> YOUR OBJECTIVE
Extract, word for word, the lines of the listing below, starting at its first line and ending at the line containing "(173, 274), (227, 322)".

(Detection listing)
**********

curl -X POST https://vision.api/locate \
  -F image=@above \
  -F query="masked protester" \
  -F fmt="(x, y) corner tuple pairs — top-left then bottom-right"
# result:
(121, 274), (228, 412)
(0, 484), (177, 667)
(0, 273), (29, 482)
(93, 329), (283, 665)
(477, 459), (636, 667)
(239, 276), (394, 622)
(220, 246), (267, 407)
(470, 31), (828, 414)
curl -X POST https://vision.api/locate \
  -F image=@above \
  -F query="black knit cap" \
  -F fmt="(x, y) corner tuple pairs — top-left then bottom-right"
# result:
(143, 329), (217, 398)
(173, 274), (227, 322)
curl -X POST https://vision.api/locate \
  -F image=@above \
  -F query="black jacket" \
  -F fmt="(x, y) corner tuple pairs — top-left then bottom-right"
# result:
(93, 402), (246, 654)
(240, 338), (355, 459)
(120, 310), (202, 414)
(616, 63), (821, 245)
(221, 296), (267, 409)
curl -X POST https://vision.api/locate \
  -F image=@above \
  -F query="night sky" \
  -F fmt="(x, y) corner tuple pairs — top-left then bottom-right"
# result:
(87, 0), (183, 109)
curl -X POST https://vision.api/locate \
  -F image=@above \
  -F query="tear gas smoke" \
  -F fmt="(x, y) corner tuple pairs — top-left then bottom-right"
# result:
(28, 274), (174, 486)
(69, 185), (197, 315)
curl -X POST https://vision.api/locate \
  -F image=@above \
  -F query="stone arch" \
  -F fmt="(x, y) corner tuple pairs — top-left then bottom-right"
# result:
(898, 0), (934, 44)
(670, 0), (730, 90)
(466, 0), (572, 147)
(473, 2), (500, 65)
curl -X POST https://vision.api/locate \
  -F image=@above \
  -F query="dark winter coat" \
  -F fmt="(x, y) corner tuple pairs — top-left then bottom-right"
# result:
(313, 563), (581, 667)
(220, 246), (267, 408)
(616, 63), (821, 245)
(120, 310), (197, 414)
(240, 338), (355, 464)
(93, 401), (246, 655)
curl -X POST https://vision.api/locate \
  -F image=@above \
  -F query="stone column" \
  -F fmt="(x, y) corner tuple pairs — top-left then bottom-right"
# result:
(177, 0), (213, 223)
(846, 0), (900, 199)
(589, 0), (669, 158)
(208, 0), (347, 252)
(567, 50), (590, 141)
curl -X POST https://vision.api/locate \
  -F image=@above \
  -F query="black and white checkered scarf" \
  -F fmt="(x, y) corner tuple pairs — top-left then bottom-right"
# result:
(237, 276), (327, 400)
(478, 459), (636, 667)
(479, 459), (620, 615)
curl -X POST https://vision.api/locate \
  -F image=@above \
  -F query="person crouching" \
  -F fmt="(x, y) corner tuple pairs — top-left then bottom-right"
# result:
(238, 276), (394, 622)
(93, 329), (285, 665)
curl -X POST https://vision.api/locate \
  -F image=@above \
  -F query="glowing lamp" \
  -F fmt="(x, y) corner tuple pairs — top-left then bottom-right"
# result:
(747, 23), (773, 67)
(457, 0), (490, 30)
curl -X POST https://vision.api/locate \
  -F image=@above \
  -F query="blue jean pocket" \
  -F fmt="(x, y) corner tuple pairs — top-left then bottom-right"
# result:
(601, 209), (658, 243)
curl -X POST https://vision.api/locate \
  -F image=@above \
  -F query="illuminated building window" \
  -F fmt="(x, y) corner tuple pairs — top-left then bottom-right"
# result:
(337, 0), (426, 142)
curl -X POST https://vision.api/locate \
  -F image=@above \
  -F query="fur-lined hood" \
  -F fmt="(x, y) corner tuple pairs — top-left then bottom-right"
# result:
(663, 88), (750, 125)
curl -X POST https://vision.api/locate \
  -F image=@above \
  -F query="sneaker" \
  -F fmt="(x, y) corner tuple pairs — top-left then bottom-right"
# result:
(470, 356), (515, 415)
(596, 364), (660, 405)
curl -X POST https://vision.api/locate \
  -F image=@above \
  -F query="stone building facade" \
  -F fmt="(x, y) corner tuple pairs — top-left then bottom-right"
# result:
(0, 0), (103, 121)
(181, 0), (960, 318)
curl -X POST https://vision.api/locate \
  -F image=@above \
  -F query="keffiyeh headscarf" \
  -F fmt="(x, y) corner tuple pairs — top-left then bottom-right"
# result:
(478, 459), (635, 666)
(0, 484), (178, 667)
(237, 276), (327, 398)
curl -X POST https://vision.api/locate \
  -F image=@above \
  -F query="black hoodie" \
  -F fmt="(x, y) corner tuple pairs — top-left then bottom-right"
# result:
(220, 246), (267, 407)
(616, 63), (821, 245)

**********

> REPLY TO THE TASK
curl -X POST https://vision.api/locate \
  -F image=@above \
  -F query="masked protester" \
  -F fmt="(x, y) corner tuple pairs — top-left then bottom-right"
# result:
(121, 274), (228, 412)
(0, 484), (177, 667)
(0, 273), (29, 482)
(93, 329), (283, 665)
(477, 459), (636, 667)
(239, 276), (394, 622)
(220, 246), (267, 407)
(470, 31), (828, 414)
curl -X POST https://vision.api/locate \
  -F image=@above \
  -F query="black knit cap" \
  -F fmt="(x, y) corner tuple pairs — top-left then bottom-right"
# result:
(143, 329), (217, 398)
(173, 274), (227, 322)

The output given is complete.